| Task to complete |
Quote the material below line for line, leaving out the pictures.
※ ※ ※
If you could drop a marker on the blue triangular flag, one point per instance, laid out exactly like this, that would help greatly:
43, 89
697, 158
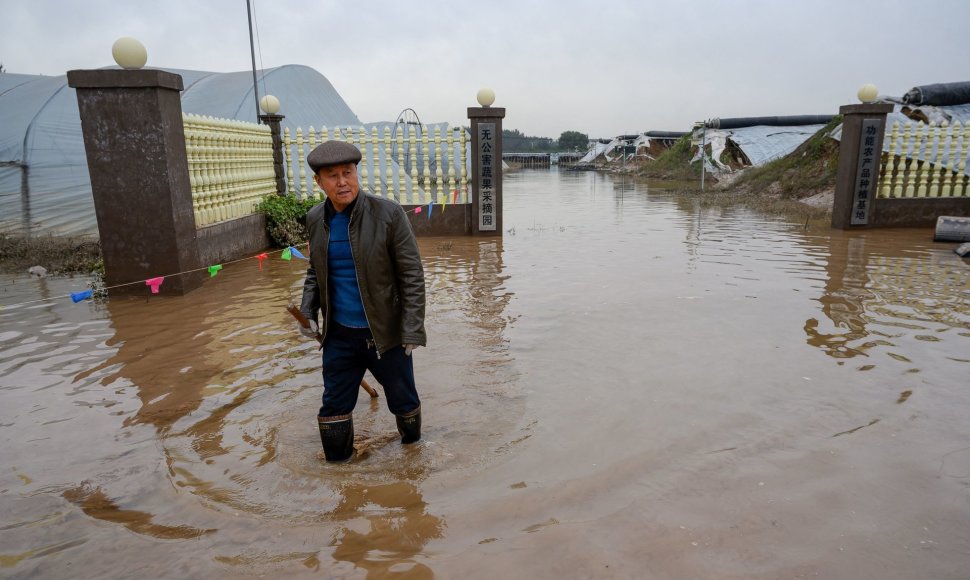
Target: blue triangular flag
83, 295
※ ※ ※
| Reply to the task |
If you could drop a marker on the blue triangular flag, one point per instance, laid out exactly like this, that would help greatly:
43, 89
697, 158
Target: blue triangular flag
83, 295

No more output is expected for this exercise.